▶ **Exercise**
Please retype, word for word, the lines of the records below, starting with the line that contains "Return one point for each instance of the white dress" and going on through the line that contains "Return one point for each instance of the black dress", with both of those lines included. Leave out every other line.

Start Extracted entries

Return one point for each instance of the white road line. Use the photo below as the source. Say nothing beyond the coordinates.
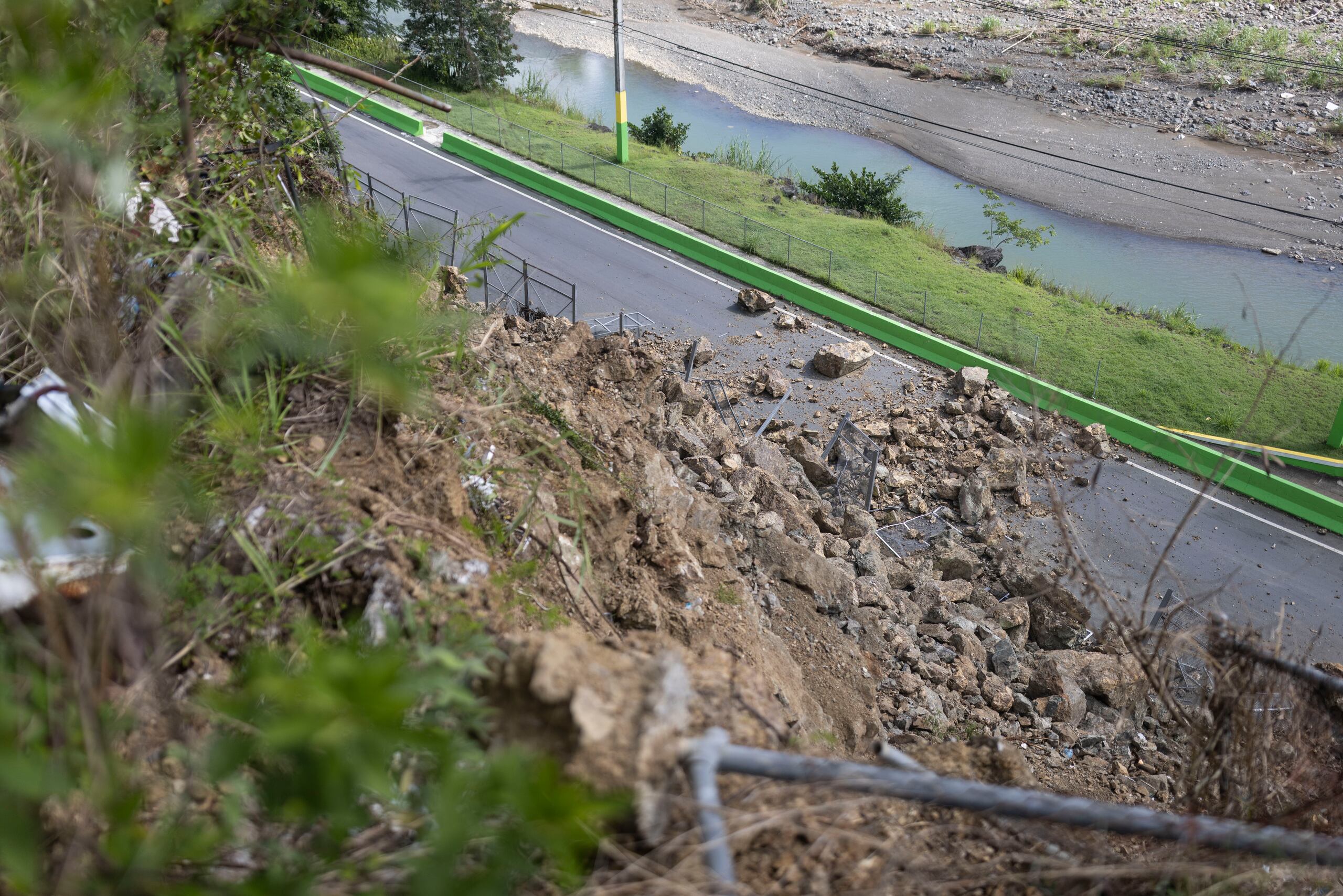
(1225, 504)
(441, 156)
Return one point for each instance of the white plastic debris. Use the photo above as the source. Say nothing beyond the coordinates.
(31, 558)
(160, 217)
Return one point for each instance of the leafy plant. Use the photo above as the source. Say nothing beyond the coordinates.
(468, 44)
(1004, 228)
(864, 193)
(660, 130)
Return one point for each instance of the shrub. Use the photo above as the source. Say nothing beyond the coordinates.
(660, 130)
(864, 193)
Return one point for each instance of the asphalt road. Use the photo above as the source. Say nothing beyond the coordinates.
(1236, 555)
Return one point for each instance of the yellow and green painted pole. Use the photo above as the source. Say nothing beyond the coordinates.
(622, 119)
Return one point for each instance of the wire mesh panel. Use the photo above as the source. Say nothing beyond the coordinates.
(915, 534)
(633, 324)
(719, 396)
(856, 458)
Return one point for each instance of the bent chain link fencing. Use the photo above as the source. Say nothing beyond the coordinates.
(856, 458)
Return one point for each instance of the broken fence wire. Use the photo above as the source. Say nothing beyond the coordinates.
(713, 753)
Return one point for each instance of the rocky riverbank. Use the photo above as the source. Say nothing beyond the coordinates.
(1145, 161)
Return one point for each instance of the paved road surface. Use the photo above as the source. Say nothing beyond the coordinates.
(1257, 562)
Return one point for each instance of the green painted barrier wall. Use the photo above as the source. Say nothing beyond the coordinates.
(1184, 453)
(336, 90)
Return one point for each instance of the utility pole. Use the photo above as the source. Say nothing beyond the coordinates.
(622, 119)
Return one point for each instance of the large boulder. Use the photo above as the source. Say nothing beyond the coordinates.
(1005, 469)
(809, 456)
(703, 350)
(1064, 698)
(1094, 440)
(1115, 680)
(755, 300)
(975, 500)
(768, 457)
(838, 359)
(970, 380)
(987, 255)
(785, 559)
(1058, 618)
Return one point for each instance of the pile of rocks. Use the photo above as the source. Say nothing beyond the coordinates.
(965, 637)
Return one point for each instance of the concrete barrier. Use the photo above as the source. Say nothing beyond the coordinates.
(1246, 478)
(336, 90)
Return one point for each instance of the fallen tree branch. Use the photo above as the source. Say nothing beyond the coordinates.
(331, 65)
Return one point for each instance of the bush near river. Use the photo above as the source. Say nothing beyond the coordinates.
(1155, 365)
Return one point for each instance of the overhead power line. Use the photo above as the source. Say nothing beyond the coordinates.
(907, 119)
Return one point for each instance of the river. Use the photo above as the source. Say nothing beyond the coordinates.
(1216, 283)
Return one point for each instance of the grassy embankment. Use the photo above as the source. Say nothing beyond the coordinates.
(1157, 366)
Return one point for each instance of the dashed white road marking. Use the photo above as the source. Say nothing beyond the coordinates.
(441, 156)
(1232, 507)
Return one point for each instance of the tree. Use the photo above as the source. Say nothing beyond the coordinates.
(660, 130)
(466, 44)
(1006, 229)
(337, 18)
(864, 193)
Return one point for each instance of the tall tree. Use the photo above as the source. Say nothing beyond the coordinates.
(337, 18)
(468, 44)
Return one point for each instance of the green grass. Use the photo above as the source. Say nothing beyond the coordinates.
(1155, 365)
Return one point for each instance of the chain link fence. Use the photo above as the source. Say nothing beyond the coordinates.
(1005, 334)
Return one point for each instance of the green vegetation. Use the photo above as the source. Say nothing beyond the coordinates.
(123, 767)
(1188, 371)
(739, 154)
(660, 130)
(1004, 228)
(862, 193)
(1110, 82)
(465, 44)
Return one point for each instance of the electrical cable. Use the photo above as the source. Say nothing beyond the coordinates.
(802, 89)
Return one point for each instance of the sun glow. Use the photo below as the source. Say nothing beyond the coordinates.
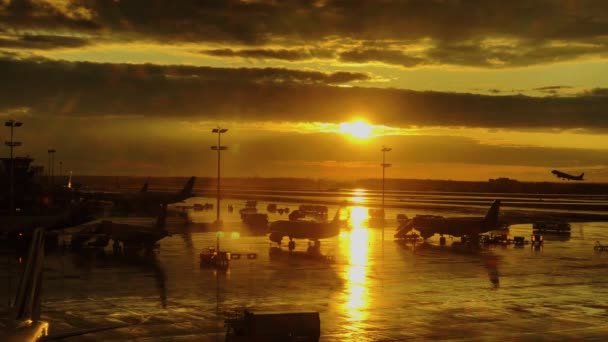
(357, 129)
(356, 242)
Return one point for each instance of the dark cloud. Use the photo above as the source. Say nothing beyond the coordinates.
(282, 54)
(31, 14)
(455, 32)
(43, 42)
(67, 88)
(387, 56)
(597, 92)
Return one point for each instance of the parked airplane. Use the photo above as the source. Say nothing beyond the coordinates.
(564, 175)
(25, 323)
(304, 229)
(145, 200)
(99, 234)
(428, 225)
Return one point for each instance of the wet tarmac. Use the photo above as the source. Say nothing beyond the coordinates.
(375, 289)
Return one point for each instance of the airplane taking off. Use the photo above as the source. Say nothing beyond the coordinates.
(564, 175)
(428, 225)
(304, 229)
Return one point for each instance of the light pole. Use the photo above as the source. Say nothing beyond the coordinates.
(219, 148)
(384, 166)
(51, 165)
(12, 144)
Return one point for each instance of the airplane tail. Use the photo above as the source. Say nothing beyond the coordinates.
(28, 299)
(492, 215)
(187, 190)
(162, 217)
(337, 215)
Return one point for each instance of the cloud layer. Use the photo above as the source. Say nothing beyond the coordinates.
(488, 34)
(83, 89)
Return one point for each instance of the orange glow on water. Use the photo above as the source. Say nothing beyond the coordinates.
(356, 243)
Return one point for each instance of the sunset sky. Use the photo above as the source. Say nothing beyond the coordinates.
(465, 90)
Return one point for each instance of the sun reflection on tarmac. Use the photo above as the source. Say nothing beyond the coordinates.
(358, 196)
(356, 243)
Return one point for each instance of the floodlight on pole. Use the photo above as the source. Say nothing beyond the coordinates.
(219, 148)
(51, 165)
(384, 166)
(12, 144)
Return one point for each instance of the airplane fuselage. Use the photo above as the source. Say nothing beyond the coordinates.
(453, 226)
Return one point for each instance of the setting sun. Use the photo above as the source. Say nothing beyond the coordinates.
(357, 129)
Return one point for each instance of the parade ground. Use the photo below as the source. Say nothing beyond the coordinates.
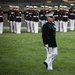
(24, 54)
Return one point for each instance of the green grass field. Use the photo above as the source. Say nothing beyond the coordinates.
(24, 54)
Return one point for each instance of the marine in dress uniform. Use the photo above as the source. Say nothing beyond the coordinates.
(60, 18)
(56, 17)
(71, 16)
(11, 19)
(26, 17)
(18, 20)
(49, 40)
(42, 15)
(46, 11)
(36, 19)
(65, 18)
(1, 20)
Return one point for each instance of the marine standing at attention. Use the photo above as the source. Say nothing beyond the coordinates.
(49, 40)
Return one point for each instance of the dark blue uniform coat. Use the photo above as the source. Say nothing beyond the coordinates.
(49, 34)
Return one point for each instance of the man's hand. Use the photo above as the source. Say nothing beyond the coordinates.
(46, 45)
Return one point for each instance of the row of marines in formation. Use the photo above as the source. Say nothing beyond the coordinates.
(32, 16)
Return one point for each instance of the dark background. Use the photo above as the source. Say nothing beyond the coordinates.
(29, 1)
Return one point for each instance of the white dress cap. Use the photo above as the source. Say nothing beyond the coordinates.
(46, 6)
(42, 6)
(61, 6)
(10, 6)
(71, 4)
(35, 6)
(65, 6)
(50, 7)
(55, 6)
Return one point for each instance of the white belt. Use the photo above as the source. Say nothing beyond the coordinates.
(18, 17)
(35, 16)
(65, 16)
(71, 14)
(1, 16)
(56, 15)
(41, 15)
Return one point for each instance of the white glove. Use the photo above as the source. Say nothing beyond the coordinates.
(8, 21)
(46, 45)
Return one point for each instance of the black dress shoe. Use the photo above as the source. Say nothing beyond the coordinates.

End Extracted entries
Start Extracted entries

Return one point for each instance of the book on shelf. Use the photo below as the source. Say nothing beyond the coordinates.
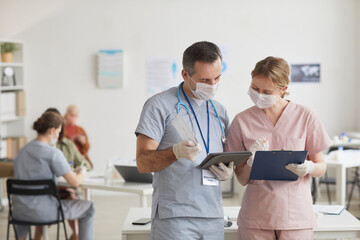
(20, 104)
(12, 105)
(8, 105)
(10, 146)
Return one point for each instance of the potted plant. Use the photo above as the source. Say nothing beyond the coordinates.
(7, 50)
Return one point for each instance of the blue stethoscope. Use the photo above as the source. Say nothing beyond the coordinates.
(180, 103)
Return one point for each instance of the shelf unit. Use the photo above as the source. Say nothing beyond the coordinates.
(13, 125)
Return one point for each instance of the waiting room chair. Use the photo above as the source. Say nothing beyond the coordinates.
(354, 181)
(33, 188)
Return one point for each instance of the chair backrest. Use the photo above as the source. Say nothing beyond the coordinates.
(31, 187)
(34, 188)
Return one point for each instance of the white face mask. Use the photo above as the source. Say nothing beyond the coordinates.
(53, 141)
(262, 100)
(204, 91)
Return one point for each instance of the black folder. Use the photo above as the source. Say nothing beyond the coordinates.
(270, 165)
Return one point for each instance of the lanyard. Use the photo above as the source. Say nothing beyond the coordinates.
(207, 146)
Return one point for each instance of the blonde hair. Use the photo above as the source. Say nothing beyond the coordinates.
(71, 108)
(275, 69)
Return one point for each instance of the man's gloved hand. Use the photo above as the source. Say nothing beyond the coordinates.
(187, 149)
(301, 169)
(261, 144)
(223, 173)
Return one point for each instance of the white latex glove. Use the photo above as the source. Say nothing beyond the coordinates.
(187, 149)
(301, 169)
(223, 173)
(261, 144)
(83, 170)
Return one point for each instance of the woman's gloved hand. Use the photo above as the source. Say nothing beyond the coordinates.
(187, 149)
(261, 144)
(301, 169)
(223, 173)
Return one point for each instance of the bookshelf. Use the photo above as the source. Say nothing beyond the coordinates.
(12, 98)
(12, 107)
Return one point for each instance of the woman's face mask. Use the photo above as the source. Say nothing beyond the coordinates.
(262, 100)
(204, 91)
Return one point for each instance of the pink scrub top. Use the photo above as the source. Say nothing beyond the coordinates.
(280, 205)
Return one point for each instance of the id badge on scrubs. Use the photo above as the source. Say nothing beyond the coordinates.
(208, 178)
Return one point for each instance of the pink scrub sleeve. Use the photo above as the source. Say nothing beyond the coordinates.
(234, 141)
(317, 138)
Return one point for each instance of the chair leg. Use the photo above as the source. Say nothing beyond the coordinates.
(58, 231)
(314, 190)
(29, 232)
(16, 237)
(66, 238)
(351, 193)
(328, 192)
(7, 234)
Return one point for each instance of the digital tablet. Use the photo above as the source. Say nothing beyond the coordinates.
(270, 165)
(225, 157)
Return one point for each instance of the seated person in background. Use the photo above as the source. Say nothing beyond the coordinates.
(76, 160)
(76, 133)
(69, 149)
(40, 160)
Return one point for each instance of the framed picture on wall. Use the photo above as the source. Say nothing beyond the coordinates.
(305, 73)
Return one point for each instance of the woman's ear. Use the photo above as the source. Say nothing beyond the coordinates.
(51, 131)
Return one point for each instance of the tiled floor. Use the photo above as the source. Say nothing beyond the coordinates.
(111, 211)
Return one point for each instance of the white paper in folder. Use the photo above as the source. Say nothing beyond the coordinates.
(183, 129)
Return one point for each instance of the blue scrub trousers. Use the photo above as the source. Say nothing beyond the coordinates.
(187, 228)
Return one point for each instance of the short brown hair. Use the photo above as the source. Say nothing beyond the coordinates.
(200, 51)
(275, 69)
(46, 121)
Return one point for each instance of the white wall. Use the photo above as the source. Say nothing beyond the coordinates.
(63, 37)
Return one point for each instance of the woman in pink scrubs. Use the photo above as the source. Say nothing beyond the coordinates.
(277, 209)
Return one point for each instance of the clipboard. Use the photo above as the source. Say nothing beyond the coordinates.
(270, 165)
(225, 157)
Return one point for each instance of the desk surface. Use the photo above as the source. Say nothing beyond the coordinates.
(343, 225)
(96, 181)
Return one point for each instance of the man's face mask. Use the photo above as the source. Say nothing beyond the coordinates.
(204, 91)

End Extracted entries

▶ **Worked answer**
Return one point for each instance of the white dress cap. Use the photo above as the source. Say nothing beyond the coordinates.
(46, 6)
(42, 6)
(61, 6)
(10, 6)
(71, 4)
(35, 6)
(65, 6)
(50, 7)
(55, 6)
Return one point for each instance of the white belt. Use the photo above as the source. Say nothing beyond the coordinates.
(18, 17)
(35, 16)
(65, 16)
(71, 14)
(1, 16)
(56, 15)
(41, 15)
Return one point for each instance of the white glove. Use the photo above as the source. Say nothing beyond the coordinates.
(8, 21)
(46, 45)
Return one point for each instance of the black dress shoe. Use the photo above as the source. Say nothing beyond the coordinates.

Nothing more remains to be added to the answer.